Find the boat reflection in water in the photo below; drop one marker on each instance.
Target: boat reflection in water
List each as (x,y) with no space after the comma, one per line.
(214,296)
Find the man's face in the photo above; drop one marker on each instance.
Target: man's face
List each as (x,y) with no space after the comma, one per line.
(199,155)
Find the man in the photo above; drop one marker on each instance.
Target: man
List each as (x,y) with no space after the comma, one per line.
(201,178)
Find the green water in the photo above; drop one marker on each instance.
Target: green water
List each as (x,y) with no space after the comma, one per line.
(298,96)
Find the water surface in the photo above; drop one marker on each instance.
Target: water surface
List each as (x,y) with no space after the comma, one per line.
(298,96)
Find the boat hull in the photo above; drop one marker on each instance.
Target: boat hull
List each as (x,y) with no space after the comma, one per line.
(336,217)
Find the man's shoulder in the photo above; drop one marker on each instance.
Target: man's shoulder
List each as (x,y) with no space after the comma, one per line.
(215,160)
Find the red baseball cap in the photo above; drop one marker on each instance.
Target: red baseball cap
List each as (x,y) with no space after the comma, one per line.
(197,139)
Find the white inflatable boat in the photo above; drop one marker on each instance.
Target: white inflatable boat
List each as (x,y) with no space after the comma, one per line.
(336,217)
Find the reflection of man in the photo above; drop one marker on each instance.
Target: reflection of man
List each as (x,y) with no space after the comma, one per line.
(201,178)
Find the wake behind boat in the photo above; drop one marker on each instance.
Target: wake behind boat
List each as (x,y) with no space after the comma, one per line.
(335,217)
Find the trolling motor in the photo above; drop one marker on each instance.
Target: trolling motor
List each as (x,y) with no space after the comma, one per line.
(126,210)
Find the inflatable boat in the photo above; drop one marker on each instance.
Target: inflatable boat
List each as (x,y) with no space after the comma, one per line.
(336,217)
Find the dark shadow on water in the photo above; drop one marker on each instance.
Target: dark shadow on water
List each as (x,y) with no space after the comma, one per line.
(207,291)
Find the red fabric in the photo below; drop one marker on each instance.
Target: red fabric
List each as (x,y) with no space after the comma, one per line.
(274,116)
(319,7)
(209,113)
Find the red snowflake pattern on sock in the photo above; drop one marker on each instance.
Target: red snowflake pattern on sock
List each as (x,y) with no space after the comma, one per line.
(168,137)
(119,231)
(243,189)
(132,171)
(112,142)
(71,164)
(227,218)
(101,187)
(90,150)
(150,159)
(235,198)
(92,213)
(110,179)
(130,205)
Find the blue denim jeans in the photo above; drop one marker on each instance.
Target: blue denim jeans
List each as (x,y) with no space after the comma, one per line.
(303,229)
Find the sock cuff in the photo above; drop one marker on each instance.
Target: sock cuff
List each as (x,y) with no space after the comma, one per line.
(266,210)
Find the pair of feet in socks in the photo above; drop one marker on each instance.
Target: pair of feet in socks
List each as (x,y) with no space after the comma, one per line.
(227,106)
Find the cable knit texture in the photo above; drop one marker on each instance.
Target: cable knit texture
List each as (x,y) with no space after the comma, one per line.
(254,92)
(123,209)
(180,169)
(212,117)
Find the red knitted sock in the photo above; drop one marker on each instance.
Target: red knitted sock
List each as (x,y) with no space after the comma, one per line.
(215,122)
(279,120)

TASK TO COMPLETE — Repeat precisely the lines of the data starting at the one containing "Find the sock", last line included.

TASK RESPONSE —
Find the sock cuff in the photo above; drop one marker on each instance.
Target: sock cuff
List each as (x,y) with no space after the comma, one per line.
(266,210)
Find the pair of feet in socks in the photo above; drop one marker on each instance.
Target: pair of feet in socks
List each as (x,y) with no space after the comma, one per line.
(227,106)
Find the cable knit texture in the photo above; drop one marker on each instance.
Target: cable knit texture
List each as (x,y) with no space after the comma, one per line.
(254,92)
(123,209)
(180,169)
(212,117)
Find the red knitted sock in the photo above; drop one marker on each instance.
Target: red knitted sock
List each as (x,y) with no space after the comma, one per line.
(215,122)
(279,120)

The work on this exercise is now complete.